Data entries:
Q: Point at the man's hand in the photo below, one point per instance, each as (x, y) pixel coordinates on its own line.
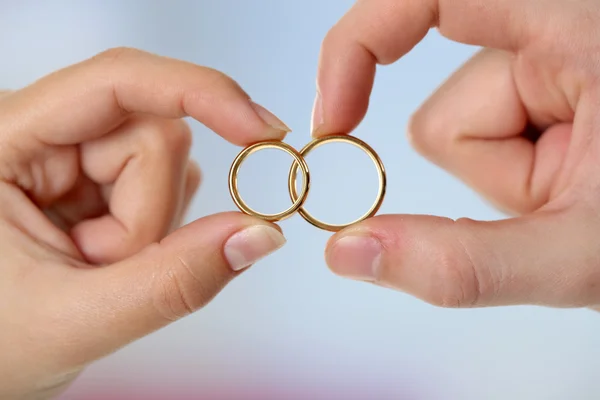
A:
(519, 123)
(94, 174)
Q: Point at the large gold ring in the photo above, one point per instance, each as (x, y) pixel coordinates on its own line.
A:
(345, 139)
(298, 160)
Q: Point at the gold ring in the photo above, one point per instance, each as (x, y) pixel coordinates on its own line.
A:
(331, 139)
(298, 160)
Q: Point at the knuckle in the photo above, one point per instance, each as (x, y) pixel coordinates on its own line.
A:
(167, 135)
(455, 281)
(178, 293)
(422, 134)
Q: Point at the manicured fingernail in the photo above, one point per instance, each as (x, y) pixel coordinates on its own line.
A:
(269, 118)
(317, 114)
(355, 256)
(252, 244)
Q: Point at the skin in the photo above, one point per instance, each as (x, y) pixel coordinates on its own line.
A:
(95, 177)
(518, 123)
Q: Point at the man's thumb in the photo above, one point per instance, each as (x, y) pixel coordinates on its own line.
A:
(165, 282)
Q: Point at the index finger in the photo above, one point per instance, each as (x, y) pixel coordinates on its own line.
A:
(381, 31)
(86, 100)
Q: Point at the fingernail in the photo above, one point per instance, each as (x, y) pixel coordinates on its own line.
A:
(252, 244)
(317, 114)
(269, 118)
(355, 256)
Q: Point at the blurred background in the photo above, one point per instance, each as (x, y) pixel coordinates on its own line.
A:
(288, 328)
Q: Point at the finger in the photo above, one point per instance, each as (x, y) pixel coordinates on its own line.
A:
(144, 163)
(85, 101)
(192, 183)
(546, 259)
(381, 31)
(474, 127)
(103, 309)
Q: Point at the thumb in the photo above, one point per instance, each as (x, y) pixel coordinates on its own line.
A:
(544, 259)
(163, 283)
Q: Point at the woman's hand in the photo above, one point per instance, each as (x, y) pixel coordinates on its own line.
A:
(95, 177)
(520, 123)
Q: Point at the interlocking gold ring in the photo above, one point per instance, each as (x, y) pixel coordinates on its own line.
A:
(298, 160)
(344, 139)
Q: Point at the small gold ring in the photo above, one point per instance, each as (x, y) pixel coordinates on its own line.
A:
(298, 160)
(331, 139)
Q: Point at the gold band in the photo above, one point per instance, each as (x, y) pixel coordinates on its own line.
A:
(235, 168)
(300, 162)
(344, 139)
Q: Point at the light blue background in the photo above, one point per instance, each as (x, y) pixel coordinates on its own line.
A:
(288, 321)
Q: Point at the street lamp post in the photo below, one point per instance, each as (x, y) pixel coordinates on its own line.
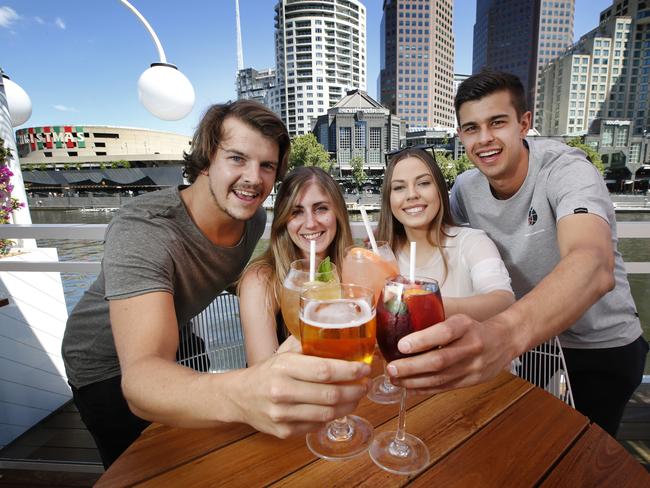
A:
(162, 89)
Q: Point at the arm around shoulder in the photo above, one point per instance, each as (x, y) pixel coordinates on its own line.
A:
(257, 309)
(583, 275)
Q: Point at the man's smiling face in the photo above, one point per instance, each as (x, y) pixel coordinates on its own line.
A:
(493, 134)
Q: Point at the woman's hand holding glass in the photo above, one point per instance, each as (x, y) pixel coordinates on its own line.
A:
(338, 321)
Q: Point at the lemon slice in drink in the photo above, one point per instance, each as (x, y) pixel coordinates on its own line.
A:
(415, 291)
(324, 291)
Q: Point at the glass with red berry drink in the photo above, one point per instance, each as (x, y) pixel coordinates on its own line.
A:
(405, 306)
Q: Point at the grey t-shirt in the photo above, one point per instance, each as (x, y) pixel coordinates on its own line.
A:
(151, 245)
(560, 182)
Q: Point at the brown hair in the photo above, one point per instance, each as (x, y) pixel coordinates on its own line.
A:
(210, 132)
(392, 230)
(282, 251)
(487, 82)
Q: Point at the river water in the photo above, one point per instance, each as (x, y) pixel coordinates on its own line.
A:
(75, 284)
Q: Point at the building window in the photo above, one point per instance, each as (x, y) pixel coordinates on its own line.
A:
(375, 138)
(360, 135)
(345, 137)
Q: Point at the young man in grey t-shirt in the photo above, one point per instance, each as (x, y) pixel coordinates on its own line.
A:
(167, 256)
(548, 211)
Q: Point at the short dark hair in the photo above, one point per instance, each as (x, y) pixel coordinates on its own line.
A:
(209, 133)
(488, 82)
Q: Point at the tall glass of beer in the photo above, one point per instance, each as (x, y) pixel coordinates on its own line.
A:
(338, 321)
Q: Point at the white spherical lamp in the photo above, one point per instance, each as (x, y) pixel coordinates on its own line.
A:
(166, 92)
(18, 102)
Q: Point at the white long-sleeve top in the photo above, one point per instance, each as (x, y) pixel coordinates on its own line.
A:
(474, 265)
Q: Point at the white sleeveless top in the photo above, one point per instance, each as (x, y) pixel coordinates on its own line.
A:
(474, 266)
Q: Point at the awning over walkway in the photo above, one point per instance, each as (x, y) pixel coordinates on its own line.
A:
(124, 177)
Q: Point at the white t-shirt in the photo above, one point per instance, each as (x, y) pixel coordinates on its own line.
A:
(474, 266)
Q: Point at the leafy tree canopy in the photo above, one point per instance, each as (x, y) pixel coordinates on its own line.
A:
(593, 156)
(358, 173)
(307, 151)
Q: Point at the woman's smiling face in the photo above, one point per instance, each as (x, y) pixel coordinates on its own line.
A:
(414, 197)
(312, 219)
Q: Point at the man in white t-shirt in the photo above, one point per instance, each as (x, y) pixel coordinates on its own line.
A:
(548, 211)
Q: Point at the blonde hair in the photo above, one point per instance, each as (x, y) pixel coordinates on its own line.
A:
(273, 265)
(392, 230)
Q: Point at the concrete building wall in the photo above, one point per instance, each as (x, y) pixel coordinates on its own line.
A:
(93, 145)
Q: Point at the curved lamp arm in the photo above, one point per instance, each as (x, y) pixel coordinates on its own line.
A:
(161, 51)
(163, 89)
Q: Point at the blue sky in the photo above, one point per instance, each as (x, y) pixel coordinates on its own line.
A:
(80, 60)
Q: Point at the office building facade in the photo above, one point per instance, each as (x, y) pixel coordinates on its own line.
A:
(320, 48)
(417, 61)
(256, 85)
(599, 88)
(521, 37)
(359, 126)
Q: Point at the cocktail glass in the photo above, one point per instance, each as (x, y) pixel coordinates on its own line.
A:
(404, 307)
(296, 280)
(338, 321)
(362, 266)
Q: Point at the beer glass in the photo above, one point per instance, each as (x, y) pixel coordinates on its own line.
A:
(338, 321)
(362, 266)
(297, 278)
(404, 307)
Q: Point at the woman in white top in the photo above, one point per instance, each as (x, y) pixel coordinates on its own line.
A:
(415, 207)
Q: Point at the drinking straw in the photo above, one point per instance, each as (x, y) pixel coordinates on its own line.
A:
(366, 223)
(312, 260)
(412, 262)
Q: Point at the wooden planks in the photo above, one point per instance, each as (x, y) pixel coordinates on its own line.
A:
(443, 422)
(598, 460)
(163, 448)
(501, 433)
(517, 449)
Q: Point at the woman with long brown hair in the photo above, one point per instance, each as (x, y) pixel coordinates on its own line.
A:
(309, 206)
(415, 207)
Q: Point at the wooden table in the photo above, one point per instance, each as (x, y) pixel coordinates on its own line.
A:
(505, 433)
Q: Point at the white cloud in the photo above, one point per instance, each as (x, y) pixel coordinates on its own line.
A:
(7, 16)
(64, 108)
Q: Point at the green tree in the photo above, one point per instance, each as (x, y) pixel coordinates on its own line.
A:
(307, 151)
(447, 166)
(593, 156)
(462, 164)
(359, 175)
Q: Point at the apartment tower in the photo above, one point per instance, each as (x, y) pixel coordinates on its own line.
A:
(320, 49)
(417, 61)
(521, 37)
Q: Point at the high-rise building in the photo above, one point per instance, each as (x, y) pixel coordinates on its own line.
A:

The task: For the word "with", count the lines of the data that contain it and state only that count.

Response box: 2